SELECTED EXCERPT:

__________________________________________________

There are plenty of reasons for that. I spent the last four years working toward a degree in theological studies. I don’t know if I’m looking at the wrong numbers, but statistics seem to indicate that theologians are prone to reaping spiritual and intellectual rewards far more often than they are financial gains. Which is great, but still.
I’m also weeks away from embarking on a six-month trip to Vietnam, something that was inspired by a three-week trip I took there last summer with a group from school. On paper, it’s totally the kind of thing that makes me swoon — one of my friends and I will spend six months hopping around Southeast Asia, relying on the kindness and generosity of religious communities and working in exchange for room and board. In reality, it terrifies me because I don’t know the language and have never left Southern California for more than a month and I don’t like pho enough to eat it for half a year.
And then there was the standard reflection that’s common after hitting a milestone like graduating college: Could I have been a better friend, brother, boyfriend, son? What kind of person am I, anyway? Will I ever thrive anywhere as well as I did in college? Do I have what it takes to not only make it, but to be happy in the real world? And why is doubt choosing right now to hit me like a shovel to the face?

__________________________________________________

TASK SET:
[a] For each statement about the passage on graduating, answer yes or no and quote the words of the passage that decide it. (i) The writer's earlier trip to Vietnam lasted three weeks. (ii) The writer plans to make the six-month trip alone. (iii) The writer has spent several months at a time outside Southern California.
[b] Answer these questions from the passage on graduating.
(i) How many years did the writer spend working toward the degree?
(ii) What will the travelers give in exchange for room and board?
(iii) What does the writer say doubt is hitting like?
[c] Carry on the passage about graduating, picking up right after its final sentence.

GIVEN MATERIAL:
__________________________________________________

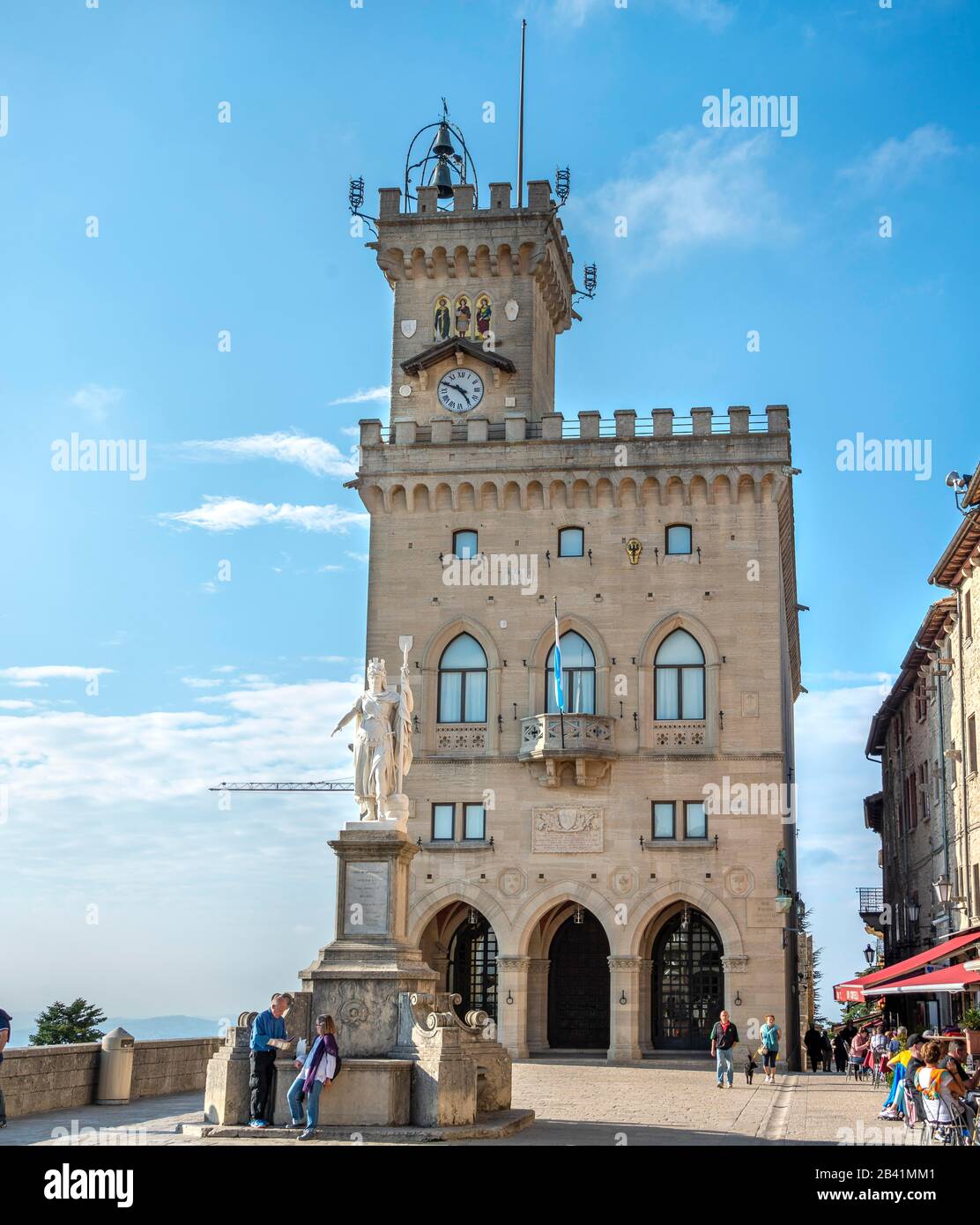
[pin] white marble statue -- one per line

__________________________________________________

ANSWERS TO THE EXERCISES:
[a]
(i) Yes: "a three-week trip I took there last summer with a group from school"
(ii) No: "one of my friends and I will spend six months hopping around Southeast Asia"
(iii) No: "have never left Southern California for more than a month"

[b]
(i) Four years.
(ii) Work.
(iii) A shovel to the face.

[c]
Sitting with doubt
I think that’s the key to making it through the rigorous process of sitting with all these questions — realizing that it’s doubt at work. But doubt gets a bad rap, because self-confidence and conviction and all those laudable things are also the things that get tested, dented, chipped, and sometimes completely broken in two by doubt. No one likes going through that, so doubt becomes a negative — I’m sure that’s what one of my grade school teachers was thinking when she told me that I should “never doubt myself.”
As much as I liked that teacher, I’d like to find her and congratulate her for giving me some of the worst advice ever.
I’ve found that at the root of everything I want for myself is the desire to be authentic. Unfortunately, shortly after finding that out, I also learned that authenticity needs doubt. And there’s a profound difficulty in that, that in order to be our truest selves, we have to brave the murky, rough, and — above all — uncomfortable waters of not being sure. On top of that, doubt demands something of us that’s much harder than simply overcoming or defeating it by sheer force of will: We’re invited to sit with it.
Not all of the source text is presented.